• _Do this_
Please pick out and copy every line of the material below that contains the string "railing". Case counts.

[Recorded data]

★ ★ ★ ★

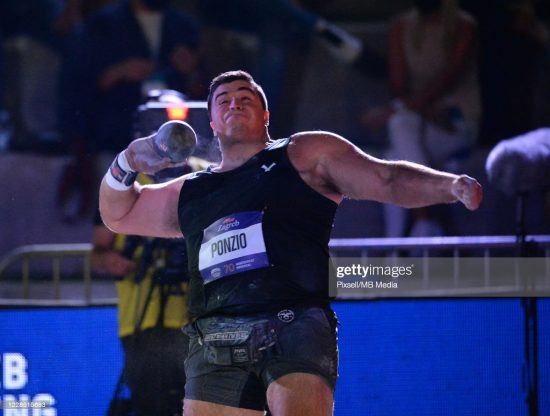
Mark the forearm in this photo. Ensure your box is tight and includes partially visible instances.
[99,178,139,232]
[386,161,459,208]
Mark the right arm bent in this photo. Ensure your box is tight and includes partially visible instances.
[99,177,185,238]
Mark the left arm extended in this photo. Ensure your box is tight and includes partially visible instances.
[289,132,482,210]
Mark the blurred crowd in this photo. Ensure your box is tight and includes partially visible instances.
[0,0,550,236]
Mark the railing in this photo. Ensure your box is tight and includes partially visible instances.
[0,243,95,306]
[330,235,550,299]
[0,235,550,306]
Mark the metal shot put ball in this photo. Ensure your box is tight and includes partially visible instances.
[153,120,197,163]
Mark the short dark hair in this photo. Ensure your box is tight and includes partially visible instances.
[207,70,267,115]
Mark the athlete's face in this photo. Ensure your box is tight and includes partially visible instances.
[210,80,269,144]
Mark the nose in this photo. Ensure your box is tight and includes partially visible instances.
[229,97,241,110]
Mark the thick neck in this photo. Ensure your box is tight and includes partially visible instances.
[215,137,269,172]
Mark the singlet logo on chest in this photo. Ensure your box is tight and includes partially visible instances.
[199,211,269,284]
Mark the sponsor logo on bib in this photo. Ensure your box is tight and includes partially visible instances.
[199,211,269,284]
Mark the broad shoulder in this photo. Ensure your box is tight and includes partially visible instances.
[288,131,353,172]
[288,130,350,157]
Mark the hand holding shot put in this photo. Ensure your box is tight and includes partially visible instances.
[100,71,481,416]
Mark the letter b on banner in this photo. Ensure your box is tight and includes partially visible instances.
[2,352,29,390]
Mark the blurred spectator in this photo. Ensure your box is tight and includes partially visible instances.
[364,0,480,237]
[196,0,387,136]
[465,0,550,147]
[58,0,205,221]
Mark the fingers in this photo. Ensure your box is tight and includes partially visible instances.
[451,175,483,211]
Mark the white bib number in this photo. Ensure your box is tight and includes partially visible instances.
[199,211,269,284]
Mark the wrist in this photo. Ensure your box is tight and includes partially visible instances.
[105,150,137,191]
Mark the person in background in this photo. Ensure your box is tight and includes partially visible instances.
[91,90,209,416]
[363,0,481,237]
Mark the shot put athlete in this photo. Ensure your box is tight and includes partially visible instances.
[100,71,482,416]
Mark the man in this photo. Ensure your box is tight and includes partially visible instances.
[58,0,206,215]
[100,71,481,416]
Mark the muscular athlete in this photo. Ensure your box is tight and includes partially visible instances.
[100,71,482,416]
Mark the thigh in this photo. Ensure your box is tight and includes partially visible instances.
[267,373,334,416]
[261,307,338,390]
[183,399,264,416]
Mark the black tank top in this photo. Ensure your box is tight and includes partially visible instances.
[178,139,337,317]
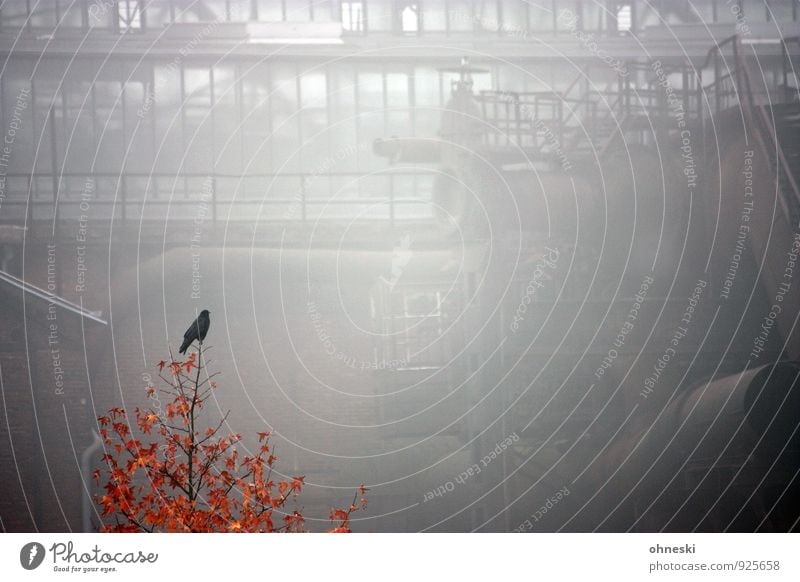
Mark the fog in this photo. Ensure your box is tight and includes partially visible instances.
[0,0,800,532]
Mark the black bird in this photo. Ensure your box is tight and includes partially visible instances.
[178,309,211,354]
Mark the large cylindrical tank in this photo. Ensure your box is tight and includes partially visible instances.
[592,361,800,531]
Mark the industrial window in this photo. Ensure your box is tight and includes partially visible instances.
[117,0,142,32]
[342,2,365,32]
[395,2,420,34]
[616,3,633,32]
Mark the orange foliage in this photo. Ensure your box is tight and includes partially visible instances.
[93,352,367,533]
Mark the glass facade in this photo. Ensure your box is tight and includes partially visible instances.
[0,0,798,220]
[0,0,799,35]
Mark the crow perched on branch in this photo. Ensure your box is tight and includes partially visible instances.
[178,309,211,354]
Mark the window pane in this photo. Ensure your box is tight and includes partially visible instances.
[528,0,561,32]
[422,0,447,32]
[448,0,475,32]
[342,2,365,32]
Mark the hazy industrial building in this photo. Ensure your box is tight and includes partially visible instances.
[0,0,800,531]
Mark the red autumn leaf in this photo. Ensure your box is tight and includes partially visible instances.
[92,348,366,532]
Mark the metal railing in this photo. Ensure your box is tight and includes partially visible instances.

★ ★ ★ ★

• _Completed task_
Mark the railing in this photo. Ensure your box is tight and includes partially visible instances.
Mark the metal railing in this photo. Ensure your box is tight and includes partially visible instances.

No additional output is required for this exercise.